● **What this task involves**
From the line with "task: trace the outline of the evergreen tree" through the final line, please write out the listing exactly, including both of those lines.

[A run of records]
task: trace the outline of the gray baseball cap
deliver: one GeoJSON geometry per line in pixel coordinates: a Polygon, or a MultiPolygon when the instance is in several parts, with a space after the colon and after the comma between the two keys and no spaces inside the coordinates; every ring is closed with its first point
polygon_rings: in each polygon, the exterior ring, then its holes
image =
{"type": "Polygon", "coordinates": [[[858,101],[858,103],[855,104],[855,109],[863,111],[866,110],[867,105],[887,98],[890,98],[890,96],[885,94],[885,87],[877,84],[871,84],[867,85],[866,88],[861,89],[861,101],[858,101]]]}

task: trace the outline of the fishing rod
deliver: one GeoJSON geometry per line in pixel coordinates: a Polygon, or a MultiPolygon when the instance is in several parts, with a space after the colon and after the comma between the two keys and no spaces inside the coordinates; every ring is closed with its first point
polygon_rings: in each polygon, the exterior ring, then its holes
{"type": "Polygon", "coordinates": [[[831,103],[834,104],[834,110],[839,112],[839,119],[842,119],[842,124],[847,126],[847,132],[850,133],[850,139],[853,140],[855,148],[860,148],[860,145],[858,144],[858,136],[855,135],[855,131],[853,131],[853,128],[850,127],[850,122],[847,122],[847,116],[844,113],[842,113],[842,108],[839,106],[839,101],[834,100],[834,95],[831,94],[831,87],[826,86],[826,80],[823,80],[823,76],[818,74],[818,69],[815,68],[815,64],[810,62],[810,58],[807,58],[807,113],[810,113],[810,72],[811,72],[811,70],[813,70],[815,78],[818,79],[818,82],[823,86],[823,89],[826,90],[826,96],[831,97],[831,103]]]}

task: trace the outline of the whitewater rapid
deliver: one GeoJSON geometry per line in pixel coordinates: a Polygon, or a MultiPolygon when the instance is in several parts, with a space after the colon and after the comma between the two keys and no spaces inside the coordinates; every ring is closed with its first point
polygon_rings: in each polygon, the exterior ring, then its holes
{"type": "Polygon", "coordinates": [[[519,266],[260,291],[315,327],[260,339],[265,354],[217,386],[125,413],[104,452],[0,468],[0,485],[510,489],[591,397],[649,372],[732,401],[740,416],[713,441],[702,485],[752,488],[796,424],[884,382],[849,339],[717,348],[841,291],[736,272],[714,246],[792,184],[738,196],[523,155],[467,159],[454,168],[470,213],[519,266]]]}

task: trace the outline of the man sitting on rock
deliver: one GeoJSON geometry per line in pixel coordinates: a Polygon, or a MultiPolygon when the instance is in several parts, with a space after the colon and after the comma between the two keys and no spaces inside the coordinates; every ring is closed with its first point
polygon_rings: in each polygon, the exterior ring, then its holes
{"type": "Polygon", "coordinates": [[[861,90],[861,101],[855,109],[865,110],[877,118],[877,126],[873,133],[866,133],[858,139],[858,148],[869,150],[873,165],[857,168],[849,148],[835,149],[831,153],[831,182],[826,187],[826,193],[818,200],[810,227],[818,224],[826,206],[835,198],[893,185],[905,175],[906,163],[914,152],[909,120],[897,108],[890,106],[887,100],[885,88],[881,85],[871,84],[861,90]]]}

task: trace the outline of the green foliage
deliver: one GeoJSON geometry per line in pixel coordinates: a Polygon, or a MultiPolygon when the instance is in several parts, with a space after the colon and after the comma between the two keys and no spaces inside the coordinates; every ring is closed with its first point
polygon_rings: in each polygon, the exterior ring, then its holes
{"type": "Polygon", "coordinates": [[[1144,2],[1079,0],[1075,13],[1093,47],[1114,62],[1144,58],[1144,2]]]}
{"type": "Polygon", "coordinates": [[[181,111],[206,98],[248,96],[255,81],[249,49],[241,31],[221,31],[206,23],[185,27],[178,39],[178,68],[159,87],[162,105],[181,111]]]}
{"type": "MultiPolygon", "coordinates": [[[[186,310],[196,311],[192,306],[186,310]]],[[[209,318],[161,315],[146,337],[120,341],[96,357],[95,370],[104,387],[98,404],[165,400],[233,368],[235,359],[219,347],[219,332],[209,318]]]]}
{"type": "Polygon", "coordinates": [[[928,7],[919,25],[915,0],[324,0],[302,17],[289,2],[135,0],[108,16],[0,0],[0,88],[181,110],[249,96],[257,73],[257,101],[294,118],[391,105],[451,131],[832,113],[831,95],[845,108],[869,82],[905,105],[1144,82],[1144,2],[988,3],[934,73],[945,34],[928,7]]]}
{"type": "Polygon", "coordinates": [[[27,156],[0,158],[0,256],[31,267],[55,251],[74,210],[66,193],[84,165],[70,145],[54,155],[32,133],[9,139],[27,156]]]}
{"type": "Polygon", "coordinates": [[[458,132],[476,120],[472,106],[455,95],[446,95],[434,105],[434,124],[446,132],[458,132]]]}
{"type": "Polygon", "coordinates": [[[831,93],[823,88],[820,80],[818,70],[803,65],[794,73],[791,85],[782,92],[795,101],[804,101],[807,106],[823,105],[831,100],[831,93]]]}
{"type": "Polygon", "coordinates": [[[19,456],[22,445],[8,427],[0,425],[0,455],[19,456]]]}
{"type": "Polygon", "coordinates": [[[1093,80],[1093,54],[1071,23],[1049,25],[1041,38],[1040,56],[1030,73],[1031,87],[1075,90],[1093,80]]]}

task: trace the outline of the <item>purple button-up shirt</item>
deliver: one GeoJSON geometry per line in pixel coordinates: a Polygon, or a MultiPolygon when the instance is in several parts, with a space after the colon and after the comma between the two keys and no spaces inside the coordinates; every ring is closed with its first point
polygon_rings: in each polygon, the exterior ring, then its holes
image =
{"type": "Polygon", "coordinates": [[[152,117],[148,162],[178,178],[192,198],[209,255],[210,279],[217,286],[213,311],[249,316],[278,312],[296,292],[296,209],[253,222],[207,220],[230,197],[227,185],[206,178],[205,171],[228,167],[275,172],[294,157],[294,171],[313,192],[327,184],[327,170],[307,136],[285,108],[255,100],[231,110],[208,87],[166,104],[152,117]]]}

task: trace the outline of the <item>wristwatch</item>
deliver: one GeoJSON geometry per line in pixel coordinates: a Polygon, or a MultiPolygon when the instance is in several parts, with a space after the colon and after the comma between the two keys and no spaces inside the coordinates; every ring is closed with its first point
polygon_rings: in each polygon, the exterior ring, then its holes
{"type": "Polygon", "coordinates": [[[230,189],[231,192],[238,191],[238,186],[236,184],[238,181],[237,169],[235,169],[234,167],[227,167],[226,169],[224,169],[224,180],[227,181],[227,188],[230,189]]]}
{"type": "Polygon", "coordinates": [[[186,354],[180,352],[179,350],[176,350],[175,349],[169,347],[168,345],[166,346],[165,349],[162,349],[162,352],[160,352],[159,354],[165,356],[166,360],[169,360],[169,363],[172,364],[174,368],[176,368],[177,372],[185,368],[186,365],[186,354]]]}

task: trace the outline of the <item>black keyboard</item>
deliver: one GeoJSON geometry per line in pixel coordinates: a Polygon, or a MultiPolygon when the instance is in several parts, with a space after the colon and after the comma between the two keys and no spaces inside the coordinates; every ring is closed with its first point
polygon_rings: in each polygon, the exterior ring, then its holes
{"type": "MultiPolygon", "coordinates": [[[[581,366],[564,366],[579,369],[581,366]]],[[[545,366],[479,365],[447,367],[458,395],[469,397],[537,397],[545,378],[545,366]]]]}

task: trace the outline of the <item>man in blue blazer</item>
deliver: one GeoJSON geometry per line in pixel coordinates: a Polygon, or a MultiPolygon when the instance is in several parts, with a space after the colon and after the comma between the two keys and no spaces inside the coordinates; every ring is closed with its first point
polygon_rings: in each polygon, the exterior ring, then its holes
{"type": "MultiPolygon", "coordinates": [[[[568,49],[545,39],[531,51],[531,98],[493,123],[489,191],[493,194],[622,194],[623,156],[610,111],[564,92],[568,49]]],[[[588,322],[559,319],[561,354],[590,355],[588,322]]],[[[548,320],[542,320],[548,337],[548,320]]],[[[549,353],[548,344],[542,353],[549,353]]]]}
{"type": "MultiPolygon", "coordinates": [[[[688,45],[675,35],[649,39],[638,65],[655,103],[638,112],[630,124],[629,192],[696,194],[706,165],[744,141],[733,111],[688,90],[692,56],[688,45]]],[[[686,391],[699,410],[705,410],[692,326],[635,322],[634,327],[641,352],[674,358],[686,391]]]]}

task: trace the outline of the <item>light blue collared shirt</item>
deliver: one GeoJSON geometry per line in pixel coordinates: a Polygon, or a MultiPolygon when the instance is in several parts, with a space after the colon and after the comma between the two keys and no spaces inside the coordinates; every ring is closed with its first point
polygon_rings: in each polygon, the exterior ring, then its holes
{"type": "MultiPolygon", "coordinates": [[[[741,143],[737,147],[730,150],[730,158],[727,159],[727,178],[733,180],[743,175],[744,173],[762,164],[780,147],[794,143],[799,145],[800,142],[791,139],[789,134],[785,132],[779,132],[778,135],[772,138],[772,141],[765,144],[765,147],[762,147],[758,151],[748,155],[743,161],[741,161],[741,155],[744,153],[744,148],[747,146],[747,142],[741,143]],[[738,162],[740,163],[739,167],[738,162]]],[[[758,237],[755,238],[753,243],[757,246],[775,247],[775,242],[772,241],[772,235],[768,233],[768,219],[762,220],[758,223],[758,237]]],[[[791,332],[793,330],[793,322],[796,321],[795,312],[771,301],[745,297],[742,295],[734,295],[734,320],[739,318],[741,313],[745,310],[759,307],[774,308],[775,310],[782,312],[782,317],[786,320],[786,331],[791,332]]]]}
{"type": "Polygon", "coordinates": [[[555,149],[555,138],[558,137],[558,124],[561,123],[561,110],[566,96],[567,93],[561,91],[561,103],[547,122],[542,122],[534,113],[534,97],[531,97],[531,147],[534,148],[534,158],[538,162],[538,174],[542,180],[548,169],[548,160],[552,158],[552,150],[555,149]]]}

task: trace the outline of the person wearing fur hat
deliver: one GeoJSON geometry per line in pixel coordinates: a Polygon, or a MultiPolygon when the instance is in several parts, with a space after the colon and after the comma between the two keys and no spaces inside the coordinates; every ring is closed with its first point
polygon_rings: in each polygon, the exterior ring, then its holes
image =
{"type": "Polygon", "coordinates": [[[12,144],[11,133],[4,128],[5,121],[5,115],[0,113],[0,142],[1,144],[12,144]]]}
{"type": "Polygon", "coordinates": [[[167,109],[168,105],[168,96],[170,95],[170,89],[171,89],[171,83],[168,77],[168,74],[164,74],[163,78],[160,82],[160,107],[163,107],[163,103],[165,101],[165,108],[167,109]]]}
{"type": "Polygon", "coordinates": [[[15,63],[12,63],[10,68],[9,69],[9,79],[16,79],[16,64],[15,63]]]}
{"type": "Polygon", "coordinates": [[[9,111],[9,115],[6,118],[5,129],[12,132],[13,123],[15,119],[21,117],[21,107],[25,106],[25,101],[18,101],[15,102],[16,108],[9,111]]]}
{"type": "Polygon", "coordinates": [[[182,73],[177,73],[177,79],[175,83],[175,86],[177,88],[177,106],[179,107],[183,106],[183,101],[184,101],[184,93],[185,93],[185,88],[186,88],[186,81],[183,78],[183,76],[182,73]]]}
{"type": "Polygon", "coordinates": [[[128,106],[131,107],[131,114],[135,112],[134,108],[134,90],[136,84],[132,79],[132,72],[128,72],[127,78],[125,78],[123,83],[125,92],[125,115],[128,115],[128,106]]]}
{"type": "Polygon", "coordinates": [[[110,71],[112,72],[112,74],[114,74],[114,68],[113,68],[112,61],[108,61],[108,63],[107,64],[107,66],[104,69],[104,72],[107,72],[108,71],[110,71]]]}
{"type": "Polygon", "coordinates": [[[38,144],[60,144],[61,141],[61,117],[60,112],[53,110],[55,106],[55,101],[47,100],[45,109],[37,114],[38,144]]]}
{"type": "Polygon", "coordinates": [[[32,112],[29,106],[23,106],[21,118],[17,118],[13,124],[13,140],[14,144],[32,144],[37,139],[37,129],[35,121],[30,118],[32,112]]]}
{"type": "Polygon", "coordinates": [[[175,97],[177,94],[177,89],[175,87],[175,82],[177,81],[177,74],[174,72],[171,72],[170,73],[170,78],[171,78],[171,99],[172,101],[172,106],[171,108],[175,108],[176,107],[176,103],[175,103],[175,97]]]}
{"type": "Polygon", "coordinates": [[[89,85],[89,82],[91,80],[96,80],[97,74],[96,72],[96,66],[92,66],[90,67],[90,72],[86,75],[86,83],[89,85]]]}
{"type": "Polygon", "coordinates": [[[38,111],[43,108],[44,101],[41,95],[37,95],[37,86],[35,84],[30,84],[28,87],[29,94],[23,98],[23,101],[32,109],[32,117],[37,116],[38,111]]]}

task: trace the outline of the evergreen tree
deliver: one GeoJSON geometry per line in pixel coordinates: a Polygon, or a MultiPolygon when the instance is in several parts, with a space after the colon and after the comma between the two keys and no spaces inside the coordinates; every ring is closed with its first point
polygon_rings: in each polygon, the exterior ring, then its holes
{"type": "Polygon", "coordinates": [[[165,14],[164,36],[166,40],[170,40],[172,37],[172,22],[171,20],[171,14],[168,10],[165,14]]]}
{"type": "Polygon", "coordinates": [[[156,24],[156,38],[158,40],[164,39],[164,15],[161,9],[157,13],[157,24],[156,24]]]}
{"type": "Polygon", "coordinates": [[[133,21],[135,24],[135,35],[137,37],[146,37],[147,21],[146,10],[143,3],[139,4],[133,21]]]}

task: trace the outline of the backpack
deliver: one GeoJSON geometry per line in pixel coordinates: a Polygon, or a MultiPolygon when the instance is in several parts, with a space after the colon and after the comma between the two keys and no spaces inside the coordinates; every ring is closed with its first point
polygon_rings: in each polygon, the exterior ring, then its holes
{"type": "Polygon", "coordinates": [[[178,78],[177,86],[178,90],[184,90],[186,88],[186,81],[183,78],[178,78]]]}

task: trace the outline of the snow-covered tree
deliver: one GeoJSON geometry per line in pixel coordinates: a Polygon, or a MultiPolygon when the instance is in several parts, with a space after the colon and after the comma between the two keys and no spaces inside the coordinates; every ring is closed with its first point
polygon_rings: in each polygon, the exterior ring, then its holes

● **Output below**
task: trace the outline of the evergreen tree
deliver: one GeoJSON geometry per line in pixel coordinates: a Polygon, or a MultiPolygon when the instance is in several parts, with a space after the colon and after the comma between the two keys and no spaces inside the coordinates; every ring is closed with its first point
polygon_rings: in each polygon, the exterior ring, then its holes
{"type": "Polygon", "coordinates": [[[165,14],[164,36],[166,40],[170,40],[172,37],[172,22],[171,20],[171,14],[168,10],[165,14]]]}
{"type": "Polygon", "coordinates": [[[156,24],[156,38],[158,40],[164,39],[164,15],[161,9],[157,13],[157,24],[156,24]]]}
{"type": "Polygon", "coordinates": [[[133,21],[135,24],[135,35],[137,37],[146,37],[147,21],[146,10],[143,3],[139,4],[133,21]]]}

task: trace the outline of the backpack
deliver: one GeoJSON geometry per line in pixel coordinates: a Polygon, or a MultiPolygon when the instance is in several parts, with a space after the colon and after the comma between the two keys and no spaces inside the coordinates; every ring is closed with its first point
polygon_rings: in each polygon, the exterior ring, then its holes
{"type": "Polygon", "coordinates": [[[178,78],[177,86],[178,90],[184,90],[186,88],[186,81],[183,78],[178,78]]]}

task: trace the outline of the snow-covered tree
deliver: one GeoJSON geometry per line in pixel coordinates: a Polygon, or a MultiPolygon when the instance is in several parts, with a space after the colon and after the comma between the two keys and no spaces inside the coordinates; every ring is closed with its first point
polygon_rings: in each polygon, the exterior ring, then its holes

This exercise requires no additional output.